Start

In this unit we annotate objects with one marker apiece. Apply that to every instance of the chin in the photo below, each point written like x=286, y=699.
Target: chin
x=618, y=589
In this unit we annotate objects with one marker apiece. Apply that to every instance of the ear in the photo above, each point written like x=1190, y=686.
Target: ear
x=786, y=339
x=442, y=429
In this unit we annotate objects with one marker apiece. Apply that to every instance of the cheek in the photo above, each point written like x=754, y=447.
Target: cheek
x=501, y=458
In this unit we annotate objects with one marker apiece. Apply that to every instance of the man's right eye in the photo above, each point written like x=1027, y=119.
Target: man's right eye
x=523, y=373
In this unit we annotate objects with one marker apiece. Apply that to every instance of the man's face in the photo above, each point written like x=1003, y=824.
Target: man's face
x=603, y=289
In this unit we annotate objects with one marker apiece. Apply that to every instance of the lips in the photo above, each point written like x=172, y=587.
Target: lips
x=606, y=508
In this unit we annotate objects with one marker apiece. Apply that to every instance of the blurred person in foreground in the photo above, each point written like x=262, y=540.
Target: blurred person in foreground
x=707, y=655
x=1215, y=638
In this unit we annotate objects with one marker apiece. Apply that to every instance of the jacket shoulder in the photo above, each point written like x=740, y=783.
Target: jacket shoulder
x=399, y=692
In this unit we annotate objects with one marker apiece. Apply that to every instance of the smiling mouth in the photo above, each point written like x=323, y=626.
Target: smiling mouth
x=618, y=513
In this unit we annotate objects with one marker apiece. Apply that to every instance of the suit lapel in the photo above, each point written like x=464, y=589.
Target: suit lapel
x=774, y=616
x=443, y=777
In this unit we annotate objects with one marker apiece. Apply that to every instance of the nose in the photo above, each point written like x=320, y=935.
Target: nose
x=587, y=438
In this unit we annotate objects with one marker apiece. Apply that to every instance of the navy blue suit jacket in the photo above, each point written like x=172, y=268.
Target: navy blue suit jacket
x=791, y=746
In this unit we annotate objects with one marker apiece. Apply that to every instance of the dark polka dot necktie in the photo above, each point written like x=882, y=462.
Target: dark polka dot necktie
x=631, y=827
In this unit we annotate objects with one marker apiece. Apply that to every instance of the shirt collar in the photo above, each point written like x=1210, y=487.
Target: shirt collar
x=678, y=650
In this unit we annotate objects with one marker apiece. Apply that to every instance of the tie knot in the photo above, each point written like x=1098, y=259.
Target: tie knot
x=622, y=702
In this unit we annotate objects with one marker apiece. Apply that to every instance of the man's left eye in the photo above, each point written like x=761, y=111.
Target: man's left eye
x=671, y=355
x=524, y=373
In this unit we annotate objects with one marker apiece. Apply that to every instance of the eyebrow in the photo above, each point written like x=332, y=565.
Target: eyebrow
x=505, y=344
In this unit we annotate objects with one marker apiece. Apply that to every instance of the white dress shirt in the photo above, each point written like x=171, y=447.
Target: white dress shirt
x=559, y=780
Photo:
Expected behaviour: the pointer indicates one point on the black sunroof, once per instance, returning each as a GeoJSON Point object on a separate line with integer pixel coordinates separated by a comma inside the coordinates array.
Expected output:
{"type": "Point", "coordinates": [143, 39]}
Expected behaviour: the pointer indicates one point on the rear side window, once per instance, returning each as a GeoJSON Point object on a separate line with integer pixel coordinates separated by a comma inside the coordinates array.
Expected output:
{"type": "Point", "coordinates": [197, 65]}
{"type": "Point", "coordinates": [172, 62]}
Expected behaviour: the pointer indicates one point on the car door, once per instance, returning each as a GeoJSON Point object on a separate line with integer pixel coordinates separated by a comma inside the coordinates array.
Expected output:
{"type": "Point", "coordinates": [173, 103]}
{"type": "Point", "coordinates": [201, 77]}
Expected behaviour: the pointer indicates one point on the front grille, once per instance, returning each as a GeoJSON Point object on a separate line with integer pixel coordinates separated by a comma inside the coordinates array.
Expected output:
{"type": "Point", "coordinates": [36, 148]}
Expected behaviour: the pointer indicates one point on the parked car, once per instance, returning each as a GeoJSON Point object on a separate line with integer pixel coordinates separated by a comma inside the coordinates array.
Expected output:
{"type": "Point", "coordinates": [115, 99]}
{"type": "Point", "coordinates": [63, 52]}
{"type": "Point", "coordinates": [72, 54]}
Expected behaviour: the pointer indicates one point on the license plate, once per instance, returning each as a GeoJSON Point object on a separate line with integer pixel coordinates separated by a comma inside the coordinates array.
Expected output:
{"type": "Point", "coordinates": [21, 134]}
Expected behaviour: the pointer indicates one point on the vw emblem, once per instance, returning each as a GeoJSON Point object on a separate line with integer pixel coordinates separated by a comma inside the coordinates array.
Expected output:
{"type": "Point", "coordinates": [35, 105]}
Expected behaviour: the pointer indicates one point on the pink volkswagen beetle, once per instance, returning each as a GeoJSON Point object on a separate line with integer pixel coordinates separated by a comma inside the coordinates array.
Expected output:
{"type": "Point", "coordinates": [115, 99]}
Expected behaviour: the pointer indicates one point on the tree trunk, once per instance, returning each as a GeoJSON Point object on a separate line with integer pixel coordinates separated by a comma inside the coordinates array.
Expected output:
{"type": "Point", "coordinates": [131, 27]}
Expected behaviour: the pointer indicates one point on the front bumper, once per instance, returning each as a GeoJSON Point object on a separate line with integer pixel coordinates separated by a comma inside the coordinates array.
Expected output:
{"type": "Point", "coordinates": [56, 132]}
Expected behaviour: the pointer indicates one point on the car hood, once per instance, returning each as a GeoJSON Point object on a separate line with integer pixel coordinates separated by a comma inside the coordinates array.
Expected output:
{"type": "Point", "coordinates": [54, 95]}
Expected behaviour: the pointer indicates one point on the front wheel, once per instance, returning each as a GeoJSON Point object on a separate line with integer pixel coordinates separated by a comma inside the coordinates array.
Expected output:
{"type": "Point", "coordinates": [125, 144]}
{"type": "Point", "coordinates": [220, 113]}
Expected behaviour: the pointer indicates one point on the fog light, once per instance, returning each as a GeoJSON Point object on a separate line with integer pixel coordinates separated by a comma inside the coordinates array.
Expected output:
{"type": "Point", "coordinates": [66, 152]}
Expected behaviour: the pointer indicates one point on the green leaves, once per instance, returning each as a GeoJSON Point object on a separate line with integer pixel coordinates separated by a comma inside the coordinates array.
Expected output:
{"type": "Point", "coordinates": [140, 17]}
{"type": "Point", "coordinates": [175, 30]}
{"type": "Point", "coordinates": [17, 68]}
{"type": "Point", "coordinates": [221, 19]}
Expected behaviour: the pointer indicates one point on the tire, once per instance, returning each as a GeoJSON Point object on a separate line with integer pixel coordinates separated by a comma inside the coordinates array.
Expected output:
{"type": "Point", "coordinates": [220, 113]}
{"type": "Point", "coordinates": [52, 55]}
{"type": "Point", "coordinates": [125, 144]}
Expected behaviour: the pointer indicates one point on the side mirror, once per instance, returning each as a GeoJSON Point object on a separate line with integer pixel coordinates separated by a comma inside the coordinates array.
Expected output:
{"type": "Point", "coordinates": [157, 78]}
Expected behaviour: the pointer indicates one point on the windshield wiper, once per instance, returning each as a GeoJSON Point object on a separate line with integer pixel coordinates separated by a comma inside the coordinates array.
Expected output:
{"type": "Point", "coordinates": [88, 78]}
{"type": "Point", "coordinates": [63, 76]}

End

◆ **DIRECTIVE**: Reproduce every one of the rows above word for word, without altering, omitting, or reordering anything.

◆ **RESPONSE BELOW**:
In this unit we annotate objects with one marker apiece. Apply that to every instance of the chin in the photo below, each point written like x=286, y=699.
Target: chin
x=618, y=589
In this unit we annotate objects with one marker apiece. Apply that to every instance of the ear in the photo above, each point written like x=1190, y=686.
Target: ear
x=786, y=339
x=442, y=429
In this unit we annotate objects with one marker apiece. Apply that to every instance of the cheek in the photo above, each point written like x=754, y=447.
Target: cheek
x=501, y=458
In this unit we annotate objects with one marker apiece. Apply that to every instance of the man's right eye in the photo above, each point written like x=1027, y=119.
Target: man's right eye
x=523, y=373
In this unit we annotate objects with one marker apiece. Apply that to every instance of the man's face in the photo above, each point written like x=1003, y=824.
Target: man's face
x=603, y=289
In this unit we annotate objects with one marker apiece. Apply that to every instance of the lips in the photo above, each point written like x=172, y=587.
Target: lips
x=606, y=508
In this unit we annotate objects with one marker apiece. Apply that to every instance of the blurred person in foreground in the photo above, each point written like x=262, y=540.
Target: blurred person in foreground
x=707, y=655
x=1215, y=638
In this unit we annotate objects with one marker apiece. Apply that to every instance of the jacket shoulder in the photo above, each point written like x=740, y=783.
Target: jacket shoulder
x=399, y=692
In this unit we annotate objects with one marker apiece. Apply that to every instance of the smiling mouth in the photo above, each point written like x=323, y=626.
Target: smiling mouth
x=618, y=513
In this unit we annotate objects with one marker apiece. Apply that to every instance of the suit lapel in the photo above, each point written like x=464, y=589.
Target: suit lapel
x=774, y=616
x=443, y=777
In this unit we annotate objects with one marker apiece. Apply that to every instance of the nose in the photo above, each point written like x=320, y=935.
Target: nose
x=587, y=438
In this unit we annotate objects with one marker apiece. Apply that to every instance of the navy blue suit jacket in the photo above, each point written like x=172, y=268.
Target: navy blue suit jacket
x=791, y=746
In this unit we annotate objects with one marker apiece. Apply that to every instance of the dark polka dot necktie in the photo above, each point written like x=882, y=462.
Target: dark polka dot necktie
x=631, y=827
In this unit we annotate objects with one marker apiece. Apply that to every instance of the shirt collar in the photo above, each point written like x=1210, y=487.
Target: shirt collar
x=678, y=650
In this unit we annotate objects with one marker apiece. Apply that to every instance of the tie knot in the photo above, each point written like x=1098, y=259.
Target: tie knot
x=622, y=702
In this unit we annotate objects with one marker apiece. Apply that to every instance of the man's left eye in the photo above, each point written like x=761, y=111.
Target: man's left eye
x=671, y=355
x=524, y=373
In this unit we annotate objects with one marker apiece. Apply that to every instance of the eyebrow in the photo above, each point written like x=332, y=565.
Target: eyebrow
x=505, y=344
In this unit we annotate objects with one marker apiece. Apply that to every instance of the white dress shirt in the photo above, each point written like x=171, y=447.
Target: white dress shirt
x=559, y=780
Photo:
Expected behaviour: the pointer indicates one point on the black sunroof, once per instance, returning each as a GeoJSON Point object on a separate line with integer pixel coordinates separated by a comma inside the coordinates array.
Expected output:
{"type": "Point", "coordinates": [143, 39]}
Expected behaviour: the pointer indicates one point on the rear side window, once per instance, returning each as a GeoJSON Point object on a separate line with integer pixel coordinates separated by a comma inside the coordinates array.
Expected output:
{"type": "Point", "coordinates": [197, 65]}
{"type": "Point", "coordinates": [172, 62]}
Expected behaviour: the pointer indicates one point on the car door, once per instance, returning each as a GeoJSON Point object on a separate line with integer pixel coordinates separated by a comma inside the coordinates array.
Expected output:
{"type": "Point", "coordinates": [173, 103]}
{"type": "Point", "coordinates": [201, 77]}
Expected behaviour: the pointer indicates one point on the front grille, once per instance, returning each as a GeoJSON Point object on a separate line with integer pixel coordinates separated by a comma inside the coordinates array.
Expected output:
{"type": "Point", "coordinates": [36, 148]}
Expected behaviour: the pointer indicates one point on the parked car, once per instance, returning each as a GeoJSON Point object on a separate line with integer pixel coordinates separated by a comma inside the coordinates array.
Expected output:
{"type": "Point", "coordinates": [115, 99]}
{"type": "Point", "coordinates": [63, 52]}
{"type": "Point", "coordinates": [72, 54]}
Expected behaviour: the pointer indicates one point on the license plate, once per instance, returning each as a GeoJSON Point object on a separate line with integer pixel coordinates separated by a comma inside the coordinates array.
Expected output:
{"type": "Point", "coordinates": [21, 134]}
Expected behaviour: the pointer indicates one point on the vw emblem, once per instance, returning each as a GeoJSON Point object on a separate line with integer pixel coordinates separated by a comma inside the coordinates array.
Expected output:
{"type": "Point", "coordinates": [35, 105]}
Expected behaviour: the pointer indicates one point on the pink volkswagen beetle, once per instance, returning each as a GeoJSON Point object on a separate line with integer pixel coordinates separated by a comma inside the coordinates array.
Expected output:
{"type": "Point", "coordinates": [115, 99]}
Expected behaviour: the pointer indicates one point on the tree trunk, once per instance, returning each as a GeoJSON Point object on a separate line with integer pixel coordinates separated by a comma inside the coordinates array.
Expected output:
{"type": "Point", "coordinates": [131, 27]}
Expected behaviour: the pointer indicates one point on the front bumper, once per instance, returning each as a GeoJSON Point object on a separate line with integer pixel coordinates separated by a comma inside the coordinates array.
Expected output:
{"type": "Point", "coordinates": [56, 132]}
Expected behaviour: the pointer indicates one point on the car hood, once per instance, returning each as a GeoJSON Point object on a separate line with integer pixel coordinates separated by a comma inside the coordinates array.
Expected output:
{"type": "Point", "coordinates": [54, 95]}
Expected behaviour: the pointer indicates one point on the front wheel, once per instance, returning each as a GeoJSON Point object on a separate line with integer pixel coordinates separated by a comma inside the coordinates array.
Expected output:
{"type": "Point", "coordinates": [125, 144]}
{"type": "Point", "coordinates": [220, 113]}
Expected behaviour: the pointer indicates one point on the fog light, once per instance, returning each as a GeoJSON Point object on a separate line with integer pixel coordinates separated by a comma inside the coordinates array.
Expected output:
{"type": "Point", "coordinates": [66, 152]}
Expected behaviour: the pointer indicates one point on the green leaves, once per instance, returning each as a GeoJSON Point object on a separate line with integer pixel coordinates separated by a comma inside the coordinates array.
Expected output:
{"type": "Point", "coordinates": [140, 17]}
{"type": "Point", "coordinates": [175, 30]}
{"type": "Point", "coordinates": [17, 68]}
{"type": "Point", "coordinates": [221, 19]}
Expected behaviour: the pointer indicates one point on the tire, once per instance, returning each as a GeoJSON Point object on a separate line with integer pixel coordinates separated by a comma inside the coordinates array.
Expected output:
{"type": "Point", "coordinates": [220, 113]}
{"type": "Point", "coordinates": [52, 55]}
{"type": "Point", "coordinates": [125, 144]}
Expected behaviour: the pointer indicates one point on the side mirror, once per instance, returning each as a GeoJSON Point object on a separate line with integer pixel coordinates separated by a comma inside the coordinates array.
Expected output:
{"type": "Point", "coordinates": [157, 78]}
Expected behaviour: the pointer indicates one point on the windshield wiper, once per instance, returning each as a GeoJSON Point object on a separate line with integer pixel coordinates separated by a comma inside the coordinates array.
Expected output:
{"type": "Point", "coordinates": [88, 78]}
{"type": "Point", "coordinates": [63, 76]}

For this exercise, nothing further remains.